PROBLEM TO SOLVE = In the text on constitution making in Zimbabwe below, copy word for word the stretch from "Greater devolution of" through "of the vote.".

DOCUMENT =
Despite this grandstanding and pontification about a new Constitution, the MDC – in itself a product of the Constitutional movement – does not seem to place value in the importance of a democratic, public participatory process of Constitution making. The Constitution it is fighting for in the talks is a product of ‘four wise men’, determining the permanent fate of 13million of their fellow citizens! The Constitution they are proposing has not been seen or shared by Zimbabweans. Speaking during a visit to the US end last year, leader of one of the factions, Morgan Tsvangirai is quoted in an interview suggesting that ‘we have graduated from process’, in deviation from the principles. Welshman Ncube, the Secretary General of the other faction and himself a professor at law, in his speech to Parliament in support of the widely condemned 18th Constitutional Amendment to the Constitution of Zimbabwe went to depth to explain that the principles of an ‘open, transparent and participatory manner’ in Constitution making were not a ‘fundamentalist decree’. On the 3rd of January, Morgan Tsvangirai published an opinion piece suggesting that a Transitional Constitution had been finalized, with the sticking point being that of implementation. The nation or even members of the MDC are yet to see it. Our experience has been a bitter one: reforms made in the dark, excluding national dialogue are partly the reason why we are where we are today: a reason for us to be very afraid of the Kenyan ‘demons’ visitation or better still of being ‘Kibakised’. But what is even more frightening, if it is to be believed, is the revelation by Nathaniel Manheru a columnist for government controlled Herald who wrote in last Saturday’s edition that the so called ‘transition’ constitution agreed by Zanu PF and the MDC is nothing more than the 2000 government draft that lost the referenda.

The South African Model Model countries such as South Africa do offer learning curves on national reconstruction. Emerging from its brutal past, as the rest of post-colonial Africa, South Africa underwent a process of Constitutional building that pitched public participation at the centre of Constitutional development. Public opinion and debate would take place, with its Constitutional Assembly, civil society and political parties opening the nation to dialogue with itself. What resulted was amongst other things, an electoral and political system that is modestly inclusive, guaranteeing proportional representation, and allowing all views brought to an electoral contest and receiving electoral support, to find a measure of expression.

Greater devolution of power in provinces and local municipalities has created a system of greater accountability and service delivery. There is freedom of electoral contest and democratic expression. The result has been limited violent contestation of election results and a harmonious existence of political formations and civic groups despite their competing ideologies or perspectives. Those who lose an election will still salvage their proportional representation of the vote.

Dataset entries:
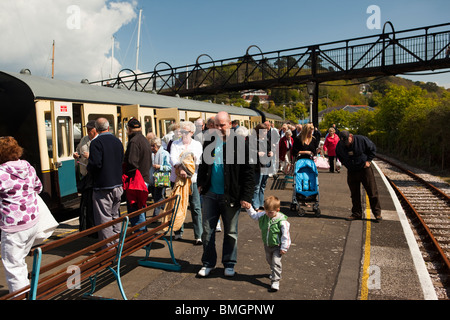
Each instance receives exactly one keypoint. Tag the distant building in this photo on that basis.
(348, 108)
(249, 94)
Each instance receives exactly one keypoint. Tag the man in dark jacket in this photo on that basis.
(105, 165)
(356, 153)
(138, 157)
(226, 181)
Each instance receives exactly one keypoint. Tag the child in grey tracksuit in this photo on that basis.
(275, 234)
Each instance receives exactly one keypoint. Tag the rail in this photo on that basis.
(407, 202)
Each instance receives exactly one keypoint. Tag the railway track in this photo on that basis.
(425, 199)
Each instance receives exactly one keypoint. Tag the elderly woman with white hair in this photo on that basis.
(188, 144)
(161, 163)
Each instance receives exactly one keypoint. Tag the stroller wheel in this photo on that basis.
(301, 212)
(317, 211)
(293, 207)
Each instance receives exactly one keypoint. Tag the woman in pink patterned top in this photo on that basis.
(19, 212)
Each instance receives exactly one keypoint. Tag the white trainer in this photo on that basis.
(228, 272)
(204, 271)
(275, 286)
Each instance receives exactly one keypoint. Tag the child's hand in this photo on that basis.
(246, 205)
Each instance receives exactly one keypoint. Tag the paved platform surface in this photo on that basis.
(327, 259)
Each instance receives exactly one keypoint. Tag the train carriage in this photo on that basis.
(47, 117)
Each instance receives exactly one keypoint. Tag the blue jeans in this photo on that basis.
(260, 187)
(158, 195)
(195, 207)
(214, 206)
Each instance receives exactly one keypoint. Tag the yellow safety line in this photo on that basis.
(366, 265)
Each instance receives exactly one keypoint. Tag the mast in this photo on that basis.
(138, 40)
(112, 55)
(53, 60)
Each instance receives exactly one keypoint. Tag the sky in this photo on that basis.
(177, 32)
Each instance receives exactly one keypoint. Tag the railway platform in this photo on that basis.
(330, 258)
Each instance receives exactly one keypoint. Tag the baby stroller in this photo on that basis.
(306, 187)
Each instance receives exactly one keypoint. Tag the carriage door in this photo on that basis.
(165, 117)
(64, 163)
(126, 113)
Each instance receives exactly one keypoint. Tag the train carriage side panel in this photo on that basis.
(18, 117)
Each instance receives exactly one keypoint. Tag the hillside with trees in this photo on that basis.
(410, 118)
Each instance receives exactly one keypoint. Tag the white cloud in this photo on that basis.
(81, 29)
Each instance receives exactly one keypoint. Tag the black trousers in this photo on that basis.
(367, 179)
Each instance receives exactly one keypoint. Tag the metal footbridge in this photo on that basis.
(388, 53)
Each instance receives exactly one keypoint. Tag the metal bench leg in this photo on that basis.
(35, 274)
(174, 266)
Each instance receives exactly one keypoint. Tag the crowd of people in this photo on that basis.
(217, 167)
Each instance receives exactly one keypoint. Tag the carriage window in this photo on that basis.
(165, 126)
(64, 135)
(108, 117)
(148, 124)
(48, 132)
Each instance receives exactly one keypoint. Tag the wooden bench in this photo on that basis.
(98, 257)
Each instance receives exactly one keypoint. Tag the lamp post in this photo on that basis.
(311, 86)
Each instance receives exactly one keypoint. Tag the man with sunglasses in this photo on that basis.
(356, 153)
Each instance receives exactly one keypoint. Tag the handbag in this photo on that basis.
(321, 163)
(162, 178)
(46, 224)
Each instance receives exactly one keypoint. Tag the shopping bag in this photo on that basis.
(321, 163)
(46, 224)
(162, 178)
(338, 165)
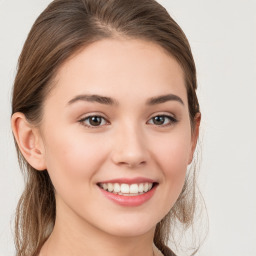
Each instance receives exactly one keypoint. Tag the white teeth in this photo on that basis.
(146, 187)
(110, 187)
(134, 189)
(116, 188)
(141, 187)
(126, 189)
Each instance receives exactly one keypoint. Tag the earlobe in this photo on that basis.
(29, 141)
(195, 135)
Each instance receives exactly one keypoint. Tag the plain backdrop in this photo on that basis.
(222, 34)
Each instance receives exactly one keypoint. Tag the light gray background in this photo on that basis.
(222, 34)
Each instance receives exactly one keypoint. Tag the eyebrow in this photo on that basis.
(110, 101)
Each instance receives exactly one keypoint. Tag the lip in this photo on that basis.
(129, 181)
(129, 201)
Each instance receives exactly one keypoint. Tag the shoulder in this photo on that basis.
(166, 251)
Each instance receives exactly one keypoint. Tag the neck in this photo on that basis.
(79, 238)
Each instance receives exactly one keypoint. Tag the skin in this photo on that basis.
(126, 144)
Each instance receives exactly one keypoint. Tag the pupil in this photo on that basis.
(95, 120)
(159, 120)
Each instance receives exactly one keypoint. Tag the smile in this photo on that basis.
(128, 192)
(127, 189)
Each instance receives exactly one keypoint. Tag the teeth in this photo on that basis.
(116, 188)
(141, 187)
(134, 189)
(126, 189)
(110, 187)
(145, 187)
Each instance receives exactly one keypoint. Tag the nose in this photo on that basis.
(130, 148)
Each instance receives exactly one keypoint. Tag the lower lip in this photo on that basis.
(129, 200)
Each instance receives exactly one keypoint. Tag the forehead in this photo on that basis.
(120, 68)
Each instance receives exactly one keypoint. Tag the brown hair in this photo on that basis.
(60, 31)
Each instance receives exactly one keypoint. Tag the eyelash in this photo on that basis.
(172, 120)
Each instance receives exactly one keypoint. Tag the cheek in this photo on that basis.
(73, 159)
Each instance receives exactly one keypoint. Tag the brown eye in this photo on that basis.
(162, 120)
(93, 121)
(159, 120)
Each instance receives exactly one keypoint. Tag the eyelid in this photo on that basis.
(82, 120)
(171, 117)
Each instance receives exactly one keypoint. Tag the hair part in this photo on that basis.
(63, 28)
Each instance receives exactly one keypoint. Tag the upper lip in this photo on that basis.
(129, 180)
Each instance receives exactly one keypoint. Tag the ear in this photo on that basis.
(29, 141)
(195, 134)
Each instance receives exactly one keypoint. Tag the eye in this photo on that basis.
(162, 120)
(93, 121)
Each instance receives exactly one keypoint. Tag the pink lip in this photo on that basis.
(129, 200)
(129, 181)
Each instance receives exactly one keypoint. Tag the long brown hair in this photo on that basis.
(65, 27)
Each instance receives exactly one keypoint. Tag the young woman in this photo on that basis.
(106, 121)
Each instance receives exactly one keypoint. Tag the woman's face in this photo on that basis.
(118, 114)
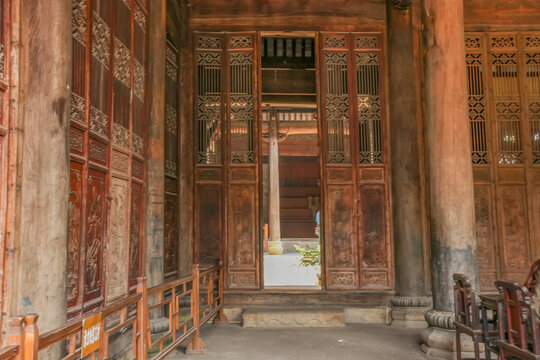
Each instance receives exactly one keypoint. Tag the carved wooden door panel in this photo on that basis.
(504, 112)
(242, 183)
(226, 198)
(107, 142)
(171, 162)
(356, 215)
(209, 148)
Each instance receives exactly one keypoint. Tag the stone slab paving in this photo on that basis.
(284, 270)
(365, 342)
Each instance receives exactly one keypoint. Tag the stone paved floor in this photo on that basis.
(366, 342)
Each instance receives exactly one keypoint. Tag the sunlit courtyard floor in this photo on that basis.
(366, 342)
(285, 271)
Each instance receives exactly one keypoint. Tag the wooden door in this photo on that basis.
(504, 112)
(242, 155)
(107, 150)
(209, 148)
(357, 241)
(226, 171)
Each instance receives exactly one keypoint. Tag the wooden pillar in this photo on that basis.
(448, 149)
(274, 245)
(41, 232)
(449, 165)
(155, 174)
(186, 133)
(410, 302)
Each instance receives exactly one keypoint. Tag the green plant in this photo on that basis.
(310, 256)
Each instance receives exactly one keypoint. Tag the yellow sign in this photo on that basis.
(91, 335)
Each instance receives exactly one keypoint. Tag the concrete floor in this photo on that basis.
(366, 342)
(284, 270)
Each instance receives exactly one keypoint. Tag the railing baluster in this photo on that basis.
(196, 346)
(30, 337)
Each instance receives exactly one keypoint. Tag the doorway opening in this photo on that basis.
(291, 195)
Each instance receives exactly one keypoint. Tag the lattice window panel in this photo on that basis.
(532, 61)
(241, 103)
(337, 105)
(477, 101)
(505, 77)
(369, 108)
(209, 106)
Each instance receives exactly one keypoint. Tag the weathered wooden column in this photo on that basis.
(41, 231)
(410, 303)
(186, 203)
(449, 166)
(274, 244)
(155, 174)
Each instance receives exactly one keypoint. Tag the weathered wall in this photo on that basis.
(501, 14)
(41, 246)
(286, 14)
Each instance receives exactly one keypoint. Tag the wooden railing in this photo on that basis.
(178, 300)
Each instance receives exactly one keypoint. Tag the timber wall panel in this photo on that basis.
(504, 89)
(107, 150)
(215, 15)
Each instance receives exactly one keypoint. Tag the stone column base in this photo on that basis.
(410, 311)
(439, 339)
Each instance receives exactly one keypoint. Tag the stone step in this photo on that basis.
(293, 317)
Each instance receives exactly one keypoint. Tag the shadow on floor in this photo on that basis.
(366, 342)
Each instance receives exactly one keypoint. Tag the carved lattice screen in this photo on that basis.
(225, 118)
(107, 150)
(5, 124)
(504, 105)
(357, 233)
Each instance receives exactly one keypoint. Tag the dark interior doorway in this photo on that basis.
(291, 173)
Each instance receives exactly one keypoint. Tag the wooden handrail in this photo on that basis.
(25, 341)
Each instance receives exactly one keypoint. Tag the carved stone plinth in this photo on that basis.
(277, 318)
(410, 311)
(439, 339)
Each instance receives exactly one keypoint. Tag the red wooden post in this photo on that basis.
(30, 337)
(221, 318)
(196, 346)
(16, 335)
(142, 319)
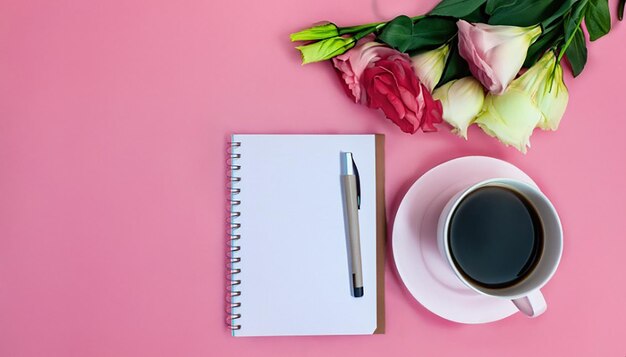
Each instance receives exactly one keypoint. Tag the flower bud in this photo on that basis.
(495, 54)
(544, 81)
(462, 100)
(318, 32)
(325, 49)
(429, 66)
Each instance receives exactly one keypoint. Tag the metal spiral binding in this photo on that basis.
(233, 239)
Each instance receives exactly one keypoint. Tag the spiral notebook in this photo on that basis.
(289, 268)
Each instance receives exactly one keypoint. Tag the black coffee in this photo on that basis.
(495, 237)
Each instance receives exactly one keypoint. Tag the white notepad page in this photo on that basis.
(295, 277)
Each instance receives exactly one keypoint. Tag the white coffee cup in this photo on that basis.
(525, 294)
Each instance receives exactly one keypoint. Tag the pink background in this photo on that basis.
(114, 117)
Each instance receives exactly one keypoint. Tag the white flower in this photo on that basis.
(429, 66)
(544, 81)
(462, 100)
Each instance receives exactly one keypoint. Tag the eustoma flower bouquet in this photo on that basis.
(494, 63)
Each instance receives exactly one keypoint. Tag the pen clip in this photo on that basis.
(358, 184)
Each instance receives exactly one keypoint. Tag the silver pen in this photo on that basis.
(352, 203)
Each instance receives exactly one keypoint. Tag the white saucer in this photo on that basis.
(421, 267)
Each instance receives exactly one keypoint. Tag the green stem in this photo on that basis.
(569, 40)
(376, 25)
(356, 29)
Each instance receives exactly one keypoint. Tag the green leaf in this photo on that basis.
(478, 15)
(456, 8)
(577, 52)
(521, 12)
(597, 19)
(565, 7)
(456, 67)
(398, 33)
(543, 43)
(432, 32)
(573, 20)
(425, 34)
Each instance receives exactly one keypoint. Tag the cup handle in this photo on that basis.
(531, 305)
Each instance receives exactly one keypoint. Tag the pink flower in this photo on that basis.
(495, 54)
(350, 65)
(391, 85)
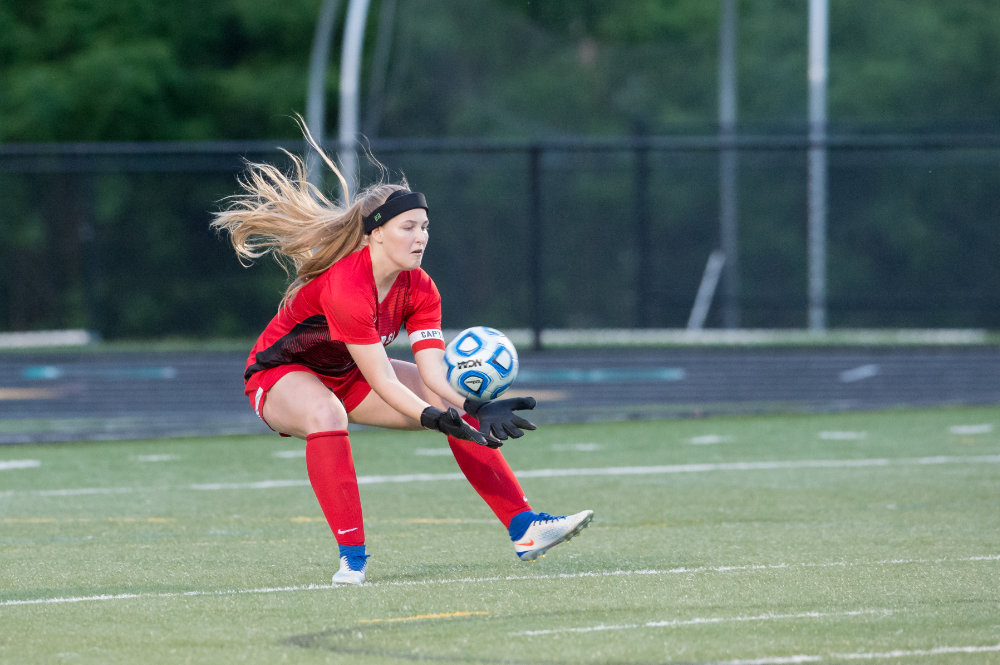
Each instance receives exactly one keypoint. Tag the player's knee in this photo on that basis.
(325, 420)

TASK RESPONSE =
Greater devolution of power in provinces and local municipalities has created a system of greater accountability and service delivery. There is freedom of electoral contest and democratic expression. The result has been limited violent contestation of election results and a harmonious existence of political formations and civic groups despite their competing ideologies or perspectives. Those who lose an election will still salvage their proportional representation of the vote.